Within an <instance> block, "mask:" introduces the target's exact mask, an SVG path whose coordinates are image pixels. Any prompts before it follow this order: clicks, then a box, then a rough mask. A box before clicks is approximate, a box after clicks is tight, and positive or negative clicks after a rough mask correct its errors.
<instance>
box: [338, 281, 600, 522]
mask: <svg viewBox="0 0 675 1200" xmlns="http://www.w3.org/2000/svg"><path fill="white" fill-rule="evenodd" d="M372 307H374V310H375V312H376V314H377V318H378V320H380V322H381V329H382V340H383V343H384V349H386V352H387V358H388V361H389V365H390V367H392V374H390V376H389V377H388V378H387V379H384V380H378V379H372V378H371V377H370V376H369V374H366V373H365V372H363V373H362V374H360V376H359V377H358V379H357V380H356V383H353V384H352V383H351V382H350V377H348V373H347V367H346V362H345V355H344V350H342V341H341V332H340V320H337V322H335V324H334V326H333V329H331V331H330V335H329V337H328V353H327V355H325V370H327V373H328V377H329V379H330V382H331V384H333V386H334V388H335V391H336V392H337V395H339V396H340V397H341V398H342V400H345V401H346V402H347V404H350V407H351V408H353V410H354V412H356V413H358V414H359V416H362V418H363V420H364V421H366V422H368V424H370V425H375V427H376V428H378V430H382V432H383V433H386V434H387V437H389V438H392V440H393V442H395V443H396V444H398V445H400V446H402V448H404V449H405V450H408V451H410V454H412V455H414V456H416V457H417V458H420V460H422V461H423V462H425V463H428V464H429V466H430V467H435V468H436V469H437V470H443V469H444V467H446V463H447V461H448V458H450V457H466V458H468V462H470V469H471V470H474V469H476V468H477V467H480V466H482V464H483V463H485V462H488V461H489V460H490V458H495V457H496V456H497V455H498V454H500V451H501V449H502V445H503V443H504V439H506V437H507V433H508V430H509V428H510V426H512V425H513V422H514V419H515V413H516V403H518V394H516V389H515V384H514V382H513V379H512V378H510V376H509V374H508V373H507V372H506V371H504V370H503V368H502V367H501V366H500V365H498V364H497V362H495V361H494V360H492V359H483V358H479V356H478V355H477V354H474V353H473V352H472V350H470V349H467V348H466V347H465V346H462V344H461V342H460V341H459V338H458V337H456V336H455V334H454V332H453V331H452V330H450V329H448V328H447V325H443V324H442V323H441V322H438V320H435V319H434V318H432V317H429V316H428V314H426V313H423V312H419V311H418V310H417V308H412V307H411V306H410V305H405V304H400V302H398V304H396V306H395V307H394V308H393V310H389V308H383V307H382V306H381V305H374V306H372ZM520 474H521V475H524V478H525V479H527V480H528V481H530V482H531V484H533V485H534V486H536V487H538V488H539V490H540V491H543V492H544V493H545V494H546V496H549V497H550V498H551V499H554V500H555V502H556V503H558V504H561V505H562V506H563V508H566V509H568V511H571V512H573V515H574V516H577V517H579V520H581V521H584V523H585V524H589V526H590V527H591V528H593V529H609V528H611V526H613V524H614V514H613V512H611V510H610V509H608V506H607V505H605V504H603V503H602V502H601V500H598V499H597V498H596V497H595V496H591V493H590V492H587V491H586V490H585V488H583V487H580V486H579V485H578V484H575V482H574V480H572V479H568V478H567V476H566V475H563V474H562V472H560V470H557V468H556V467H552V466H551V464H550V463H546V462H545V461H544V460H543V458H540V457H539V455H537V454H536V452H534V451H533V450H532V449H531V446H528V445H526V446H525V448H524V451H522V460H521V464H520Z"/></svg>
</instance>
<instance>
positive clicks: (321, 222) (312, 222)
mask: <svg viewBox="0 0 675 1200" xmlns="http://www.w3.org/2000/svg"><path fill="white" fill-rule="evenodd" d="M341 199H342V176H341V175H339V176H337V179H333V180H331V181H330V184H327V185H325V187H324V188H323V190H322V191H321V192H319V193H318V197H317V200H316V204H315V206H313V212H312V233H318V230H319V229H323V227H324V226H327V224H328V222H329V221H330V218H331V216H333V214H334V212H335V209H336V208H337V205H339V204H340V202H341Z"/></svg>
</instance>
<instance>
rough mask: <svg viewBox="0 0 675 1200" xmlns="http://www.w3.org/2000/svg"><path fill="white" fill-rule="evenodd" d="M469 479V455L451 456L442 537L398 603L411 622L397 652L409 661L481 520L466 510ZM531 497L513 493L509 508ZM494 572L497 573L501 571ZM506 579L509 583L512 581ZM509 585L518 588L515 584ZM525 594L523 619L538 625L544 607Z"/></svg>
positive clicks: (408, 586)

# Description of the task
Each line of the records should be transcribed without change.

# Written reply
Within an <instance> block, "mask:" introduces the target's exact mask, an SVG path whose coordinates are image pixels. Any prompts before it follow this order: clicks, then a box, then a rough mask. A box before clicks is approximate, a box after clicks is tight, and positive or negative clicks after a rough mask correct its errors.
<instance>
box: [338, 281, 600, 522]
mask: <svg viewBox="0 0 675 1200" xmlns="http://www.w3.org/2000/svg"><path fill="white" fill-rule="evenodd" d="M372 307H374V310H375V312H376V314H377V318H378V320H380V322H381V329H382V340H383V343H384V349H386V352H387V358H388V361H389V365H390V367H392V374H390V376H389V377H388V378H387V379H384V380H378V379H372V378H371V377H370V376H369V374H366V373H365V372H363V373H362V374H360V376H359V377H358V379H357V380H356V383H353V384H352V383H351V382H350V377H348V373H347V367H346V362H345V355H344V350H342V341H341V332H340V320H337V322H335V324H334V326H333V329H331V331H330V335H329V337H328V353H327V355H325V370H327V373H328V377H329V379H330V382H331V384H333V386H334V388H335V391H336V392H337V395H339V396H340V397H341V398H342V400H345V401H346V402H347V404H350V407H351V408H353V410H354V412H356V413H358V414H359V416H362V418H363V420H364V421H366V422H368V424H370V425H375V427H376V428H378V430H382V432H383V433H386V434H387V437H389V438H392V440H393V442H395V443H396V444H398V445H400V446H402V448H404V449H405V450H408V451H410V454H412V455H414V456H416V457H417V458H420V460H422V461H423V462H425V463H428V464H429V466H430V467H435V468H436V469H437V470H443V469H444V467H446V463H447V461H448V458H450V457H466V458H468V462H470V469H471V470H474V469H476V468H477V467H480V466H482V464H483V463H485V462H488V461H489V460H490V458H495V457H496V456H497V455H498V454H500V451H501V449H502V445H503V443H504V439H506V437H507V433H508V430H509V428H510V426H512V425H513V422H514V419H515V413H516V403H518V394H516V389H515V384H514V382H513V379H512V378H510V376H509V374H508V373H507V372H506V371H504V370H503V368H502V367H501V366H500V365H498V364H497V362H495V361H494V360H492V359H483V358H479V356H478V355H477V354H474V353H473V352H472V350H470V349H467V348H466V347H465V346H462V344H461V342H460V341H459V338H458V337H456V336H455V334H454V332H453V331H452V330H450V329H448V328H447V325H443V324H442V323H441V322H438V320H435V319H434V318H432V317H429V316H428V314H426V313H423V312H419V311H418V310H417V308H412V307H411V306H410V305H405V304H400V302H398V304H396V306H395V307H394V308H393V310H389V308H383V307H382V306H381V305H374V306H372ZM520 474H521V475H524V478H525V479H527V480H528V481H530V482H531V484H533V485H534V486H536V487H538V488H539V490H540V491H543V492H544V493H545V494H546V496H549V497H550V498H551V499H554V500H555V502H556V503H558V504H561V505H562V506H563V508H566V509H568V511H571V512H573V515H574V516H577V517H579V520H581V521H584V523H585V524H589V526H590V527H591V528H593V529H609V528H611V526H613V524H614V514H613V512H611V510H610V509H608V506H607V505H605V504H603V503H602V502H601V500H598V499H597V498H596V497H595V496H591V493H590V492H587V491H586V490H585V488H583V487H580V486H579V485H578V484H575V482H574V480H572V479H568V478H567V476H566V475H563V474H562V472H560V470H557V468H556V467H552V466H551V464H550V463H546V462H545V461H544V460H543V458H540V457H539V455H537V454H536V452H534V451H533V450H532V449H531V446H528V445H526V446H525V448H524V451H522V460H521V464H520Z"/></svg>
</instance>
<instance>
positive clicks: (321, 222) (312, 222)
mask: <svg viewBox="0 0 675 1200" xmlns="http://www.w3.org/2000/svg"><path fill="white" fill-rule="evenodd" d="M341 199H342V176H341V175H339V176H337V179H333V180H331V181H330V184H327V185H325V187H324V188H323V190H322V191H321V192H319V193H318V197H317V200H316V204H315V206H313V212H312V233H318V230H319V229H323V227H324V226H327V224H328V222H329V221H330V218H331V216H333V214H334V212H335V209H336V208H337V205H339V204H340V202H341Z"/></svg>
</instance>
<instance>
rough mask: <svg viewBox="0 0 675 1200" xmlns="http://www.w3.org/2000/svg"><path fill="white" fill-rule="evenodd" d="M469 479V455L451 456L442 537L398 603L411 622L397 652L409 661L481 520L466 510ZM531 497L513 493L509 508ZM494 572L497 573L501 571ZM506 579L509 583L512 581ZM509 585L518 588L515 584ZM525 594L523 619L538 625L544 607Z"/></svg>
positive clicks: (408, 586)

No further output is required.